Excerpt provided
****************************************

Column `reserve_type` has values MRL (Minutenreserveleistung, Tertiärregelung) and SRL (Sekundärregelleistung). For MRL, `total_demand_mw` and `germany_block_demand_mw` have the same entries. For SRL, this holds until 2020-01-31, after that the difference first - second is 200, independent of `product`. --> turn into columns MRL, SRL_total, SRL_germany

Column `product` contains `NEG_00_04` valid from 00:00 to 04:00, `NEG_04_08` valid from 04:00 to 08:00 etc and the same with `NEG` replaced by `POS`. Split accordingly so that `NEG` and `POS` combine with the remaining columns to 52 new columns and the timestamp runs in 4h steps: 

In [None]:
filename = 'regelleistung_aggr'# and 'regelleistung_demand'
df = pd.read_csv('data/'+filename+'_ts.csv')#, parse_dates=['dt_start_utc'])#.iloc[:1000]

hours = ['00_04', '04_08', '08_12', '12_16', '16_20', '20_24']
start = df.date_start.iloc[0]
end = df.date_start.iloc[-1]
dfl = []
for hour in hours:
    cols = [x for x in df.columns if hour in x]
    dfi = df[['date_start'] + cols]
    dfi['date_start'] = dfi.date_start + ' ' + hour[:2] + ':00:00'
    dfi.rename(columns = {'date_start':'dt_start_utc'}, inplace=True)

****************************************

Data shown
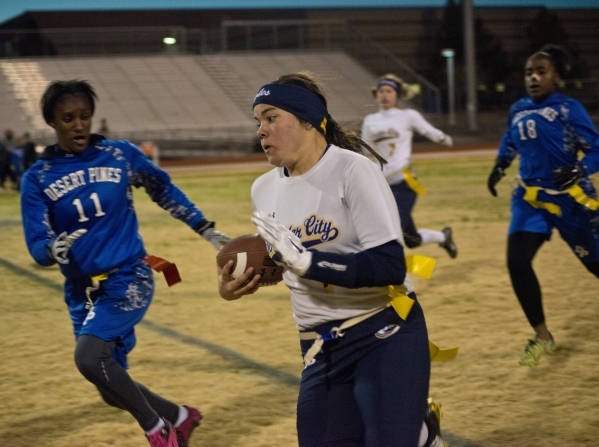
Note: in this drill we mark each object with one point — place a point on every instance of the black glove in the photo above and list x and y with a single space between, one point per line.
567 176
494 178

****************************************

Tasks to carry out
**1.** Using the notes on the reserve data, please explain in one to three sentences why MRL gets a single column while SRL is split into SRL_total and SRL_germany.
**2.** According to the notes on the reserve data, how many new columns should splitting `product` into `NEG` and `POS` produce?

Answers in order
**1.** For MRL, `total_demand_mw` and `germany_block_demand_mw` always hold the same entries, so one column is enough. For SRL, the two match only until 2020-01-31. After that, the first exceeds the second by 200, so both need their own columns.

**2.** 52 new columns.